§ Given request
Copy out the part of the data below that starts at the line containing "query | roller coaster track" and runs through the end of the data, keeping every line unchanged.

§ Data rows
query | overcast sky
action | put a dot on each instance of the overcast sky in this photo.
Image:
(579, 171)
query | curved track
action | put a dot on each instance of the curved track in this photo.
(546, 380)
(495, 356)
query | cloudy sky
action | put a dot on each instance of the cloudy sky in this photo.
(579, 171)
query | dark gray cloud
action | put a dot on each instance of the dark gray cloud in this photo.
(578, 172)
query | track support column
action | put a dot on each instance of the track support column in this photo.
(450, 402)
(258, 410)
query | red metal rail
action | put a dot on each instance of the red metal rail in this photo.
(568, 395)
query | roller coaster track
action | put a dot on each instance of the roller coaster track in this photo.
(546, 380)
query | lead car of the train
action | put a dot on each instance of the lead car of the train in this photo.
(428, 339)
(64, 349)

§ Exercise result
query | roller coaster track
action | put a dot on each instance of the roller coaster track in this photo.
(546, 380)
query | lead car of the train
action | put a dot on each instance of the lead car of the train in this photo.
(428, 339)
(64, 349)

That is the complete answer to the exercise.